→ **Problems to solve**:
a) List every person named in the passage about the Kaiser's letter to William Laver.
b) Extend the passage about the Kaiser's letter to William Laver, starting after its final sentence.

→ **Selected text**:

----------------------------------------

From the Collection April 2018

Carl Temple explores a little known link with Kaiser Wilhelm II discovered in the Laver Collection within the Grainger Archive.

“My dear Herr Professor” are the opening words of a letter from the Kaiser Wilhelm II to the William Laver, former Ormond Professor of Music at the University of Melbourne on the eve of World War 2. Laver, 79 himself, wrote to the Kaiser then in Dutch exile, wishing him the best for his 80th birthday and recalling with pleasure his formative years at the Hoch Conservatory in Frankfurt am Maine and the enduring impact of German culture and society. The Kaiser’s grateful reply came with signed photograph as a keepsake.

----------------------------------------

→ **Given records**:
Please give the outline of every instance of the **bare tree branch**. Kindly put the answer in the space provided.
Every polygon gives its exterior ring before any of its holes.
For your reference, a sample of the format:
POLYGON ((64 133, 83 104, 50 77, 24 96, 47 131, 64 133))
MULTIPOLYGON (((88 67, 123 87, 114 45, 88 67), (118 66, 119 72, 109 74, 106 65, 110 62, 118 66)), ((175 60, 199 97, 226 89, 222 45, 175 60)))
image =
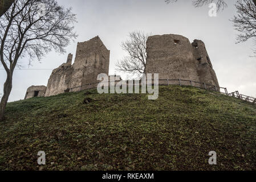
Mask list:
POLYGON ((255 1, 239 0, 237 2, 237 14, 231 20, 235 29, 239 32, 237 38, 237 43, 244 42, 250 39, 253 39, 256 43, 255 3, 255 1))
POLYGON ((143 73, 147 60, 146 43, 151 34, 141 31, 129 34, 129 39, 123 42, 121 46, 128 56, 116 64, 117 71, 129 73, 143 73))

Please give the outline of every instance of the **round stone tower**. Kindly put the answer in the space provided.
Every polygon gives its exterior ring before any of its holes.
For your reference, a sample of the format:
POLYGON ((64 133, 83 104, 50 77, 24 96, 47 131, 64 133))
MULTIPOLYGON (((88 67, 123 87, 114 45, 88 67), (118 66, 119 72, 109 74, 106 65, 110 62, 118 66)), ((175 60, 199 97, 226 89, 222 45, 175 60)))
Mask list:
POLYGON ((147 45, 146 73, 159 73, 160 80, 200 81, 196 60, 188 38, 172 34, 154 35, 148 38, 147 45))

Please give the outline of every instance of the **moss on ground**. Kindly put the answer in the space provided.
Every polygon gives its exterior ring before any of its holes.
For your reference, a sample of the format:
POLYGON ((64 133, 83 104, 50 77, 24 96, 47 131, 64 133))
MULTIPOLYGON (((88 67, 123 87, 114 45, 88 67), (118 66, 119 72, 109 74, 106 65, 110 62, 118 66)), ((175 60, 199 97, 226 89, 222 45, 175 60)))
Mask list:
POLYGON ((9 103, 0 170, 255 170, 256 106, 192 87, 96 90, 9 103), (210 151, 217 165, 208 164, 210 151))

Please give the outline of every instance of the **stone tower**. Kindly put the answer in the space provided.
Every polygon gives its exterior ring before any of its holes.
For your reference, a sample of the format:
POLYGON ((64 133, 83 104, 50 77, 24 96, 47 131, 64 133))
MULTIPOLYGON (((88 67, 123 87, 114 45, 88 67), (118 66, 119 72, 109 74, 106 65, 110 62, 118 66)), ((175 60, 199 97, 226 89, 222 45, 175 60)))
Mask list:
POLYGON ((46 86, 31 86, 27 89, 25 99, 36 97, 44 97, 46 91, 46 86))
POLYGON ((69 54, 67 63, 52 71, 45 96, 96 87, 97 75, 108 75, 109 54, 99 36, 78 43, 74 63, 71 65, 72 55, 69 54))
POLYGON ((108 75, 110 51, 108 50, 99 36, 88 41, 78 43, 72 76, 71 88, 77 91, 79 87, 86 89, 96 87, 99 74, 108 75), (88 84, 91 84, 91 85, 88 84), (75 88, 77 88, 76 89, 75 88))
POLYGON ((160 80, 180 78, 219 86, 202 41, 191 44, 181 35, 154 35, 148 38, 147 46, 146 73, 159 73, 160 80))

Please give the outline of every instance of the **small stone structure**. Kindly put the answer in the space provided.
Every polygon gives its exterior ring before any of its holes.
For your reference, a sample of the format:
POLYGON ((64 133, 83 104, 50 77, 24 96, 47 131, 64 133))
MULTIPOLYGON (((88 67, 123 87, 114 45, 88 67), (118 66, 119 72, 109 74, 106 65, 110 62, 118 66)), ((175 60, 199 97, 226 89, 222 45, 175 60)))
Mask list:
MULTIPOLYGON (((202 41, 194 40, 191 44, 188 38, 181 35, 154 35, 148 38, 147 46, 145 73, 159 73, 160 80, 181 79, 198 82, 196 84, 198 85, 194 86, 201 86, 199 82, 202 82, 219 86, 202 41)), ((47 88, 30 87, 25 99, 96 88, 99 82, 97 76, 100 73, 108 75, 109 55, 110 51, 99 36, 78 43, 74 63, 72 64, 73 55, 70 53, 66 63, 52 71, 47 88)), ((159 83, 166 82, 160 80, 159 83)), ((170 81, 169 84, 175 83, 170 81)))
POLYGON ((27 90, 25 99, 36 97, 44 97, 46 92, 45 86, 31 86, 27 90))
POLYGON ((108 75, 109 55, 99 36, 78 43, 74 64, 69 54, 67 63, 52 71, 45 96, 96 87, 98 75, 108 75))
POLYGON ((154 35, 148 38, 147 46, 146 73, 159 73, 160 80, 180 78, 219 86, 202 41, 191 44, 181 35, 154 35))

----------------------------------------

→ **Answers to each task**:
a) The passage names Carl Temple, Kaiser Wilhelm II, and William Laver.

b)
Laver’s original letter to the Kaiser was not retained at the time and when he received the reply the envelope had post office markings indicating it had been opened. By this time, World War 2 must have been imminent or perhaps already underway and Laver was sufficiently concerned that he hastily reconstructed a copy of his original letter for the record. In this he set out his many German connections with a brief biography. The copy indicates he hesitated about wishing the Kaiser a long life, which shows some belated recognition of the fact that Germany had just effectively invaded the rump of Czechoslovakia after previously hiving off the Sudetenland in 1938 (Hitler: “Absolutely the last territorial demand”) and was already making a lot of noise about the Polish Corridor! Both the Kaiser and Laver would be dead within a year.

The Laver collection (Collection number: 2017/26), is just one of a number of small collections of personal papers in the Grainger Museum Archives relating to figures in the Australian music scene in the 20th Century. Laver’s papers document both the history of the University of Melbourne Conservatorium, which he founded on the European models, and his many professional contacts with prominent musicians, academics and, well, even the Kaiser. To my mind, this example demonstrates the richness of the archival holdings at the Museum, their diversity and enduring value, which in founding the Museum, is just what Percy Grainger intended.

Image: photo of Kaiser Wilhelm II, taken in 1939 in Holland (his exile), with accompanying letter, from the William Laver collection.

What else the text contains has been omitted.